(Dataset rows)
>>>>>
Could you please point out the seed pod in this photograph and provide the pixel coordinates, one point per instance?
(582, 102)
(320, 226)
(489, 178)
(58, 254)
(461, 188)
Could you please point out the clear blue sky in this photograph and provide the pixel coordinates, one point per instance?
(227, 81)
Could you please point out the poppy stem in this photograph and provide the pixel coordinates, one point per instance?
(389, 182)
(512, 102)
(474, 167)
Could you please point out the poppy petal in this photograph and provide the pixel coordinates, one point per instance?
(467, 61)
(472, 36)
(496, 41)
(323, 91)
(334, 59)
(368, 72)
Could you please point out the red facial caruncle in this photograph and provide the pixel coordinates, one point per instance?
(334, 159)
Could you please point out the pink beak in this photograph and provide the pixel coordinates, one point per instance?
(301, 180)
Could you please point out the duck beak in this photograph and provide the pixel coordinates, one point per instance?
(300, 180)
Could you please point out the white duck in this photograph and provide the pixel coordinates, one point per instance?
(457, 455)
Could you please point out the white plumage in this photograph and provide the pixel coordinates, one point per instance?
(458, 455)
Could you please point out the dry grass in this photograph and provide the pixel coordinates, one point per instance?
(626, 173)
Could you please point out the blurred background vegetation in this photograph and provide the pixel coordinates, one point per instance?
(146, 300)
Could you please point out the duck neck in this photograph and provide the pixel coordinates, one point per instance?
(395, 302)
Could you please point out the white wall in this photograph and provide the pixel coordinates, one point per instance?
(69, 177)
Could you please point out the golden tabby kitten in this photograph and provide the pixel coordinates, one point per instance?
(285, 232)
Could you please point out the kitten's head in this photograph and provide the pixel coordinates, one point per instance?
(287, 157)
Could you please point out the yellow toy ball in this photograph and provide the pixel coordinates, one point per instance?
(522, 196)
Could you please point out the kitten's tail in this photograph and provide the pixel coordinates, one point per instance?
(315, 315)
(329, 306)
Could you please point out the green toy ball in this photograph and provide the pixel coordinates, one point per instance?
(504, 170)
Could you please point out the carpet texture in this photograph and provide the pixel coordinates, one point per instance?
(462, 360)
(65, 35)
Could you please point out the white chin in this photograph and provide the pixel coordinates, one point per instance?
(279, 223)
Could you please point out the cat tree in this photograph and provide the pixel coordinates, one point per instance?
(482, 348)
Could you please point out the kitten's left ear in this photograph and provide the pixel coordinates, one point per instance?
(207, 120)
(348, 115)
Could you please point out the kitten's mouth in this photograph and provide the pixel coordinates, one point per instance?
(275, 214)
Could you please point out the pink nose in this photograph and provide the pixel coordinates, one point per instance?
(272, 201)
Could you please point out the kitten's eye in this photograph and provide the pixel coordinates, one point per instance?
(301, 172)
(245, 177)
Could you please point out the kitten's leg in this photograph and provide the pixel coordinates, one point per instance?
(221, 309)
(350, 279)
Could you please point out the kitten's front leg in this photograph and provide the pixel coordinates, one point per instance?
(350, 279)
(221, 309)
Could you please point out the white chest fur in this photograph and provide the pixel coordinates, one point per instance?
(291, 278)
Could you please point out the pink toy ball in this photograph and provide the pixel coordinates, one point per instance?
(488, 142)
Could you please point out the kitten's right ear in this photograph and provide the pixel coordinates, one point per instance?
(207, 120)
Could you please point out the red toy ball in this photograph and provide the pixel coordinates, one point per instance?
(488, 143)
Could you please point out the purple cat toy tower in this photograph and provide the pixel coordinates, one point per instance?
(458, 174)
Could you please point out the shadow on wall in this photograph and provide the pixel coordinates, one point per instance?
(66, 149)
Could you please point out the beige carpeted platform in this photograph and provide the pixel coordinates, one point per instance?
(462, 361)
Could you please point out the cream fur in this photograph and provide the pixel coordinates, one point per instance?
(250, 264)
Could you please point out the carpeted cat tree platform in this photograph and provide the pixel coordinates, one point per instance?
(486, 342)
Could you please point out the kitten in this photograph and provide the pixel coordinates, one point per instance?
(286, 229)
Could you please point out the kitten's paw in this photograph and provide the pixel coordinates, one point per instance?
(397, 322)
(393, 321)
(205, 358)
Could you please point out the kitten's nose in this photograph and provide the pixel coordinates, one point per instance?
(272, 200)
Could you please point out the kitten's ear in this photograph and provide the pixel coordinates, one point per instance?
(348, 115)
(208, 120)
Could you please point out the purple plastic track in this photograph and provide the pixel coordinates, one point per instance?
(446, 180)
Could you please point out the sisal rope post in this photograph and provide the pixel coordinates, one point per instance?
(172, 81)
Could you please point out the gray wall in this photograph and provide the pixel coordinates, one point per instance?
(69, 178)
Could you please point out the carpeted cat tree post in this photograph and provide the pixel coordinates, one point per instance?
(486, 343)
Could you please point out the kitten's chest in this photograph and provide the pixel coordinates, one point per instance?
<<<<<
:: Exercise details ::
Your task is to repeat every line exactly.

:: Expected output ::
Could you please point out the seed pod in this photograph and provide the pixel coordinates, one point per instance?
(582, 102)
(320, 226)
(489, 178)
(58, 254)
(461, 188)
Could you please point out the clear blue sky in this photograph and provide the pixel coordinates, one point per instance?
(227, 81)
Could you please point out the poppy stem in this photograph and provide the pixel coordinates, one point per instance?
(389, 182)
(512, 102)
(474, 167)
Could you please point out the poppy petal in this photograph and provide the pixel coordinates, one point per instance?
(467, 61)
(472, 36)
(496, 41)
(323, 91)
(334, 59)
(368, 72)
Could you please point out the red facial caruncle in this photograph and provide the pixel coordinates, one point per instance?
(334, 159)
Could you please point out the pink beak in this photograph and provide the pixel coordinates, one point per instance?
(301, 180)
Could you please point out the duck beak in this photograph and provide the pixel coordinates, one point per instance?
(300, 180)
Could you please point out the white duck in this photograph and provide the pixel coordinates, one point per instance?
(457, 455)
Could you please point out the white plumage in this photograph and provide the pixel coordinates, one point per instance?
(458, 455)
Could you please point out the dry grass in this photograph and provide the pixel coordinates, one point per instance?
(626, 173)
Could you please point out the blurred background vegetation in this photograph and provide the pixel coordinates, one point per instance?
(146, 300)
Could you please point out the duck neck in this photograph and provide the pixel coordinates, one point per instance?
(395, 302)
Could you please point out the white wall in this photograph and provide the pixel coordinates, one point per instance?
(69, 177)
Could you please point out the golden tabby kitten in this photograph and provide the pixel coordinates, one point per instance?
(285, 232)
Could you please point out the kitten's head in this photograph and provide the pixel coordinates, one point per instance?
(287, 157)
Could you please point out the yellow toy ball in this photograph and provide the pixel coordinates, one point per instance?
(522, 196)
Could you please point out the kitten's tail in this photograph and provide the pixel coordinates, one point per instance?
(315, 315)
(329, 306)
Could you please point out the green toy ball in this photograph and provide the pixel coordinates, one point per instance?
(504, 170)
Could you please point out the carpet texture in this photograph and provide the pixel coordinates, one point per instance?
(462, 360)
(65, 35)
Could you please point out the white chin in this photograph and provide the pixel coordinates, one point per instance?
(279, 223)
Could you please point out the cat tree in this photograph and provide the pixel coordinates, one point per instance?
(482, 348)
Could you please point out the kitten's left ear in this photograph and provide the pixel coordinates, one point per instance?
(207, 120)
(348, 115)
Could you please point out the kitten's mouth in this photograph and provide the pixel coordinates, one point per instance?
(275, 214)
Could you please point out the pink nose in this photograph and provide the pixel coordinates, one point per instance?
(272, 201)
Could you please point out the kitten's eye in this photograph and provide the pixel coordinates, one point per instance?
(301, 172)
(245, 177)
Could you please point out the kitten's leg in this photograph and provide the pixel coordinates, one point per instance?
(221, 309)
(350, 279)
Could you please point out the kitten's front leg in this photograph and provide the pixel coordinates, one point per instance?
(350, 279)
(221, 309)
Could you please point out the white chest fur in this photograph and provide the pixel coordinates, one point per instance?
(291, 278)
Could you please point out the pink toy ball in this photograph and provide the pixel coordinates, one point per instance?
(488, 142)
Could you please point out the kitten's right ear in this photograph and provide the pixel coordinates, one point per instance?
(207, 120)
Could you please point out the red toy ball in this photograph and provide the pixel coordinates, one point per instance?
(488, 143)
Could you please point out the purple cat toy tower in this photograph and provide the pixel coordinates, one point per instance?
(458, 174)
Could you please point out the shadow on wall in this photograph and provide the pixel coordinates, one point per instance?
(66, 149)
Could you please point out the beige carpeted platform in this photograph and provide the pixel coordinates, one point per instance?
(462, 361)
Could you please point out the cream fur in this photograph and provide the pixel coordinates, one point per instance?
(250, 264)
Could you please point out the carpeted cat tree platform in this photograph and provide the pixel coordinates, one point per instance?
(486, 342)
Could you please point out the kitten in this photograph and provide the pixel coordinates, one point per instance?
(286, 229)
Could you please point out the kitten's paw in this photograph and provide the pixel coordinates, one point per instance?
(397, 322)
(393, 321)
(205, 358)
Could you please point out the kitten's nose in this photograph and provide the pixel coordinates, one point per instance?
(272, 200)
Could you please point out the kitten's ear in this photograph and provide the pixel coordinates, one point per instance?
(348, 115)
(208, 120)
Could you please point out the purple plastic track in this photograph and provide the pixel coordinates, one point per instance?
(446, 180)
Could you please point out the sisal rope post in this photograph and provide the pixel coordinates, one point per instance?
(172, 81)
Could you please point out the gray wall in this photograph and provide the pixel coordinates, one point per instance?
(69, 178)
Could you please point out the carpeted cat tree post in this photograph and provide the pixel coordinates, one point per instance?
(486, 343)
Could you please point out the kitten's chest in this photograph and provide the pixel coordinates, one point per instance?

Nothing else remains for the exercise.